→ Stated goal: Rename "Target" to "Label" in the records, starting with the line that contains "Can you find the black" and going on through the line that contains "Target: long blonde hair". Output only those lines, with everything else unchanged.

→ Dataset:
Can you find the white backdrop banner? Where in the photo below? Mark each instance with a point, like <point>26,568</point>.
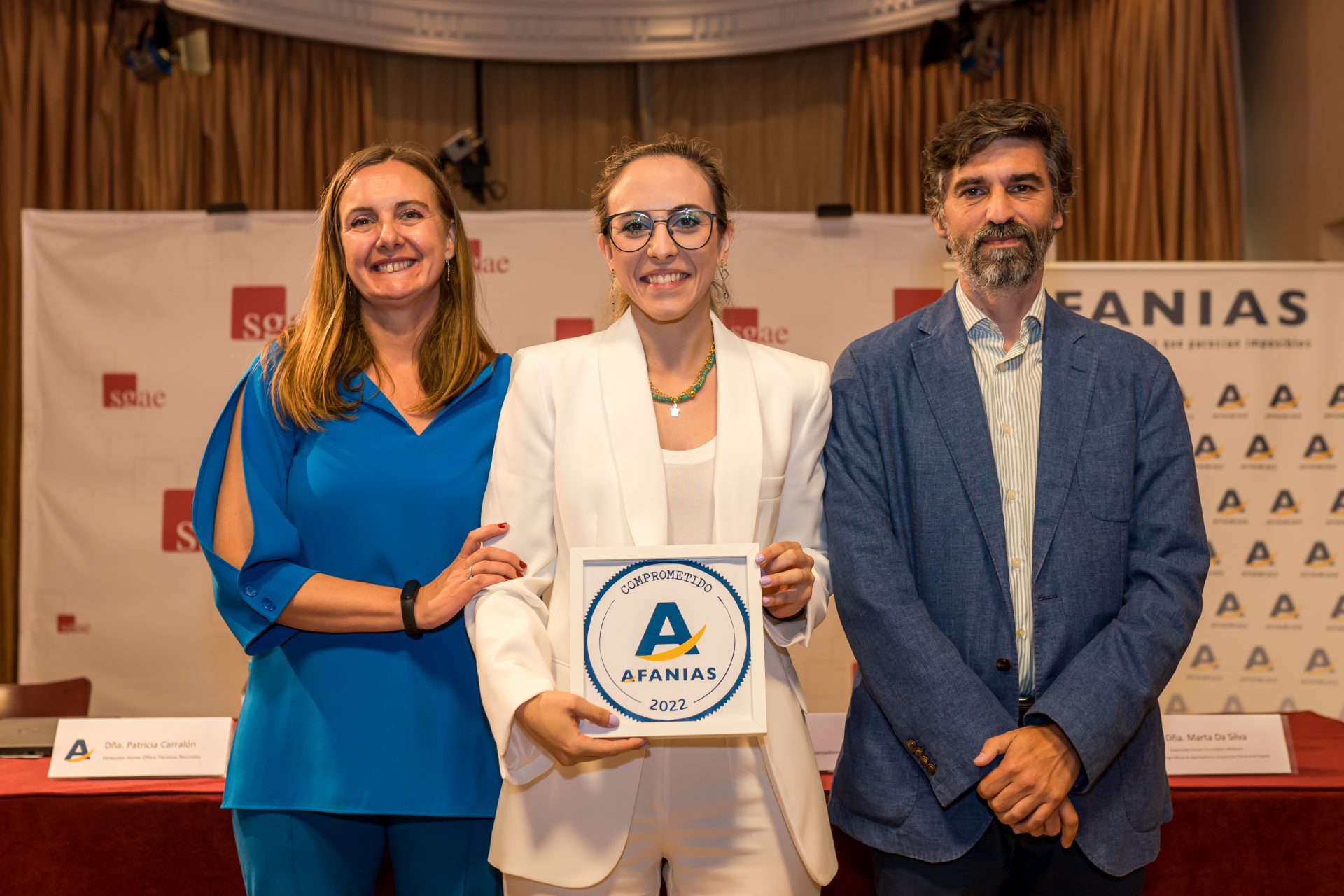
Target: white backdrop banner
---
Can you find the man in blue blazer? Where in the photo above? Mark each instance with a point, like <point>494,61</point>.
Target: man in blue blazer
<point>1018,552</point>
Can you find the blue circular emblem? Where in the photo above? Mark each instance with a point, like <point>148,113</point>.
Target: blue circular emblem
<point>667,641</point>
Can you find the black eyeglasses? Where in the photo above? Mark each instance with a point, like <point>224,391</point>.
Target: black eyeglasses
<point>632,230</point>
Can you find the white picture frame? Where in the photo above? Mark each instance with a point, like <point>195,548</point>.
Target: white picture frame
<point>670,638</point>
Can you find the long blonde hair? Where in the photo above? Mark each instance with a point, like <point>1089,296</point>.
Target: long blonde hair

→ In response:
Can you find the black eyeglasses? Where in the photo above? Mark each instance with a point, like <point>224,391</point>.
Label: black eyeglasses
<point>632,230</point>
Can you find the white picture frame? Where in the photo above? Mark each instance with a point, like <point>195,548</point>.
Label: white picture frame
<point>670,638</point>
Can you find the long blonde hair? Where in the photo above? Mark each instance with a point, like <point>1089,296</point>.
Label: long blonde hair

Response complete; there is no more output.